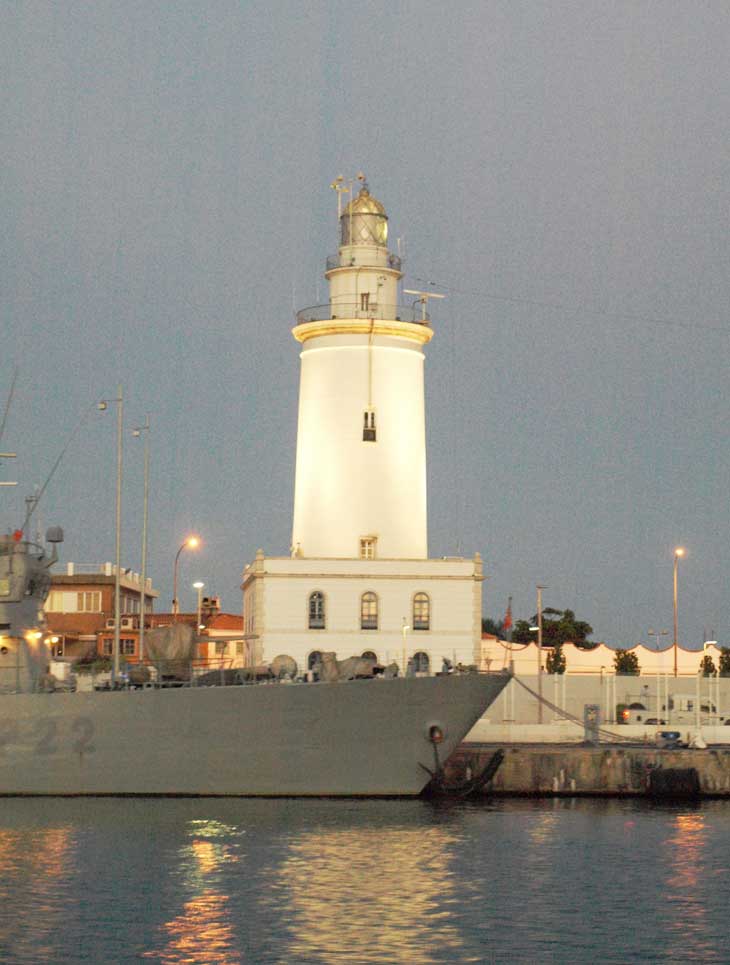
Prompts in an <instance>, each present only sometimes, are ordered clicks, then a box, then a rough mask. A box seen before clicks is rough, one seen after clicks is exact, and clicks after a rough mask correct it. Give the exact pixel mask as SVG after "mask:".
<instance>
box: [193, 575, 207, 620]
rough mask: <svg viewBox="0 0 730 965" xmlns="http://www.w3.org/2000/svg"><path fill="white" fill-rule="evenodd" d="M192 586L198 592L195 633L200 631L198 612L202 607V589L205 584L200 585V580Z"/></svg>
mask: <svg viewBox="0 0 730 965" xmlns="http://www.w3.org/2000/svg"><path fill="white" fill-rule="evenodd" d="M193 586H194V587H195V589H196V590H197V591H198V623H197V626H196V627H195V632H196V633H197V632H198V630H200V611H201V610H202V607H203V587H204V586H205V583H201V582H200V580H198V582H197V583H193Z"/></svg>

□ □ □ □ □ □ □

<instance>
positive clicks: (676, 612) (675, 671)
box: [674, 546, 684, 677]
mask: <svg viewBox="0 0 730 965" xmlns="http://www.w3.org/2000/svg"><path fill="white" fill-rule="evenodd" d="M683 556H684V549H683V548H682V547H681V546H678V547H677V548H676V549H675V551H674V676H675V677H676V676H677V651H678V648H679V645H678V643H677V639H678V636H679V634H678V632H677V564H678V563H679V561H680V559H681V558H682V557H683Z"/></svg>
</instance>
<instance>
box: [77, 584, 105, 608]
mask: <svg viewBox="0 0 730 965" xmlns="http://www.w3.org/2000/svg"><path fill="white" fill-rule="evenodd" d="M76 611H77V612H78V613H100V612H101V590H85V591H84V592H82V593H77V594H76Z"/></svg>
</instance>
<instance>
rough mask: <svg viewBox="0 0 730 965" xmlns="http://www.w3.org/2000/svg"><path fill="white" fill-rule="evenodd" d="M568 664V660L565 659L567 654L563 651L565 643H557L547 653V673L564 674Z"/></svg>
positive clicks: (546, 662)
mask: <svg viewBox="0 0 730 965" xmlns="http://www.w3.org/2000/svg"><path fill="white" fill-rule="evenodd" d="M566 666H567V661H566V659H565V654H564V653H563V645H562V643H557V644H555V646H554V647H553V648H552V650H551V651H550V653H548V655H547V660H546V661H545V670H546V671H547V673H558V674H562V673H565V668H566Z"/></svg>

□ □ □ □ □ □ □

ACTION ITEM:
All lines above from the one containing "Prompts in an" to the one containing "box: [193, 575, 207, 620]" must be repeated exactly, both lines included, and no others.

SOLUTION TO THIS TASK:
Prompts in an <instance>, each present only sometimes, are ordered clicks, then a box, then a rough mask. A box seen before clicks is rough, one seen after clicks is exact, and clicks after a rough mask correct it. Give the exact pixel mask as SVG after "mask:".
<instance>
box: [193, 575, 207, 620]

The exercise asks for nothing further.